» AUFGABEN:
a: Beantworte zum Text zum Datenschutz diese Fragen:
(i) Welche beiden Namen stellt die Überschrift nebeneinander?
(ii) Welches Gericht schloss eine Lücke beim Schutz privater Daten vor behördlicher Überwachung?
(iii) Wofür sind die Plattformen gedacht, die wie Pilze aus dem Boden sprießen?
b: Schreib den Text zum Datenschutz nach seinem letzten Satz weiter.

» TEXTAUSSCHNITT:
Zwischen Karlsruhe und StudiVZ
Während das Bundesverfassungsgericht gerade mit dem „Grundrecht auf Gewährleistung der Vertraulichkeit und Integrität informationstechnischer Systeme“ eine Lücke beim Schutz privater Daten vor behördlicher Überwachung schloss, sprießen am anderen Ende des Internets Plattformen zur weltweiten Selbstdarstellung wie Pilze aus dem Boden.

» DATENAUSZUG:

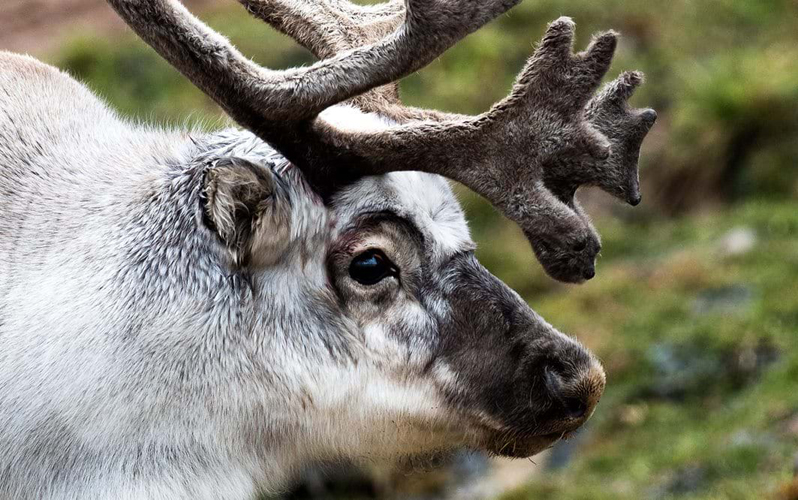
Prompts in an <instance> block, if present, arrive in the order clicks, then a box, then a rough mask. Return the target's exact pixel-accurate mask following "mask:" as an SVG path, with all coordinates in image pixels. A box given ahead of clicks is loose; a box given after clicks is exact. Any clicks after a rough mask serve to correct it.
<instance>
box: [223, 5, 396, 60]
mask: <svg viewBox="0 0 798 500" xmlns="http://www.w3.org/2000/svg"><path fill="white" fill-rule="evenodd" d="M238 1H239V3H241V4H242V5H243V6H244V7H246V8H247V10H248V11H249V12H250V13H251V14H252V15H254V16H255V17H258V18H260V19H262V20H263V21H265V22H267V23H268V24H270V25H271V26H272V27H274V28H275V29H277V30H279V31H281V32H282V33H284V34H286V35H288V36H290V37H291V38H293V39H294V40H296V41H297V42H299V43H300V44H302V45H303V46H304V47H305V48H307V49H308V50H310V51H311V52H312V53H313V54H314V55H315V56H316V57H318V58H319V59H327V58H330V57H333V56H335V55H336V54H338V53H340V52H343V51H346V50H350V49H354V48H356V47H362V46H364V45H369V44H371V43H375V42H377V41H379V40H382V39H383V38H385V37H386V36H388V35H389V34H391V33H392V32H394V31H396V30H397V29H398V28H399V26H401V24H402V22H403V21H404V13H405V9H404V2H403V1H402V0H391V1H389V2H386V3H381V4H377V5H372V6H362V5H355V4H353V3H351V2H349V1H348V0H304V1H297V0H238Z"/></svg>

...

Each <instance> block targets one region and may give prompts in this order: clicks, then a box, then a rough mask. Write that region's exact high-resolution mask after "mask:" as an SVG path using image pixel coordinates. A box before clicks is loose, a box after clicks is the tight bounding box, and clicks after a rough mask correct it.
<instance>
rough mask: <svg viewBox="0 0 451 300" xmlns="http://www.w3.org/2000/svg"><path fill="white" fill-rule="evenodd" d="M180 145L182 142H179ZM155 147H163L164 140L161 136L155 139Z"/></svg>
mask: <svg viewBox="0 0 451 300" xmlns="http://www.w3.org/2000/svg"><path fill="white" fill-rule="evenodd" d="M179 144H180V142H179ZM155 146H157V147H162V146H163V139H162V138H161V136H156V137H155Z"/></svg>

» NUMMERIERTE ANTWORTEN:
a:
(i) Karlsruhe und StudiVZ
(ii) das Bundesverfassungsgericht
(iii) zur weltweiten Selbstdarstellung

b:
Das Urteil aus Karlsruhe (Quelle) ist ein Meilenstein bei der Anpassung der verfassungsmäßigen Grundrechte des Einzelnen an die technisierte Gegenwart. Das Gericht kam, sah und schloss die vermeintliche Schutzlücke zwischen der Garantie der Unverletzlichkeit der Wohnung und dem Schutz des Fernmeldegeheimnisses. Online-Durchsuchungen nach den Maßgaben des Landesverfassungsschutzgesetzes aus Nordrhein-Westfalen sind somit verfassungswidrig. Nur unter den strengen Auflagen eines zweistufigen Sicherheitskonzepts zum Schutze des Bereichs der privaten Lebensgestaltung sollen Online-Durchsuchungen zukünftig noch erlaubt sein (Quelle). Dazu bedarf es allerdings „existenzieller Bedrohungslagen“ (Quelle). Ob zur Prävention oder im Zuge der Strafverfolgung Computer ausgespäht werden dürfen entscheidet nun aber im Einzelfall ein Richter. Als Begründung führte das Gericht die heutige Bedeutung des Computers als Mittel zur Persönlichkeitsentfaltung auf (Quelle).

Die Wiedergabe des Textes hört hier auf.